* **TESTO SORGENTE**
# [Risolto] Aiuto con bug 267310

## scolpi

Sono nuovo del mondo gentoo, uso un sistema amd64 e spesso sono alle prese con bug da risolvere.

Nel caso in questione, voglio installare sulla mia macchina virtualbox, ma mi imbatto nel seguwnte probleam:

 *Quote:*   

> simone simone # emerge -av app-emulation/virtualbox-ose
> 
>  * IMPORTANT: 1 news items need reading for repository 'gentoo'.
> 
>  * Use eselect news to read news items.
> ...

 

accetto e in fase di compilazione ottengo il seguente errore:

 *Quote:*   

> /var/tmp/portage/app-emulation/virtualbox-modules-1.6.6-r1/work/vboxdrv/linux/SUPDrv-linux.c:772: error: 'struct task_struct' has no member named 'euid'
> 
> /var/tmp/portage/app-emulation/virtualbox-modules-1.6.6-r1/work/vboxdrv/linux/SUPDrv-linux.c:773: error: 'struct task_struct' has no member named 'egid'
> 
> make[2]: *** [/var/tmp/portage/app-emulation/virtualbox-modules-1.6.6-r1/work/vboxdrv/linux/SUPDrv-linux.o] Error 1
> ...

* **LA CONSEGNA**
Nel thread sul bug 267310, quale pacchetto viene passato al comando emerge?

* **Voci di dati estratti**

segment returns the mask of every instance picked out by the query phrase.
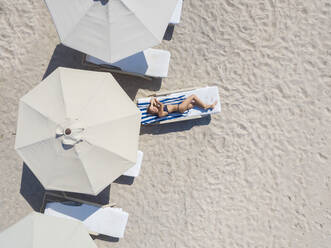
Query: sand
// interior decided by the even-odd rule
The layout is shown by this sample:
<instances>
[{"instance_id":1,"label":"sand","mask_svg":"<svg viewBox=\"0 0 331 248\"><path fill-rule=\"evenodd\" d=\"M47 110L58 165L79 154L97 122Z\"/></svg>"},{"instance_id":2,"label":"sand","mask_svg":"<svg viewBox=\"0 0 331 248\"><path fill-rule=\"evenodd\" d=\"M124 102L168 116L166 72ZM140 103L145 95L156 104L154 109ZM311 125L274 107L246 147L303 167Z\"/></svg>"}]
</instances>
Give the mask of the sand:
<instances>
[{"instance_id":1,"label":"sand","mask_svg":"<svg viewBox=\"0 0 331 248\"><path fill-rule=\"evenodd\" d=\"M3 230L40 193L21 187L18 100L56 66L80 68L80 54L57 46L41 0L0 0L0 27ZM110 189L130 213L125 237L98 246L330 247L330 27L328 0L185 0L159 46L172 55L169 77L117 78L132 98L217 85L223 111L142 129L140 176Z\"/></svg>"}]
</instances>

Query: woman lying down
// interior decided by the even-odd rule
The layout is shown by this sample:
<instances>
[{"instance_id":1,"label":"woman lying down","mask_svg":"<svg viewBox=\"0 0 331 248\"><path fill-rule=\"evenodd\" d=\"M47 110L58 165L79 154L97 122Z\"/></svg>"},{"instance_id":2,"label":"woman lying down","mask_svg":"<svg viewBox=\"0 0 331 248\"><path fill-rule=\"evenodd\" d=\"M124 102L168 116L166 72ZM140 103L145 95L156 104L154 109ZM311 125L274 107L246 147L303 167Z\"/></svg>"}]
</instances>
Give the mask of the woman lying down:
<instances>
[{"instance_id":1,"label":"woman lying down","mask_svg":"<svg viewBox=\"0 0 331 248\"><path fill-rule=\"evenodd\" d=\"M190 110L194 107L199 107L205 110L213 109L216 104L217 101L215 101L213 104L205 104L196 95L190 95L182 103L175 105L164 105L155 97L153 97L147 108L147 113L158 115L159 117L164 117L173 112L184 113L185 111Z\"/></svg>"}]
</instances>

* **RISPOSTA ALL'ESERCIZIO**
app-emulation/virtualbox-ose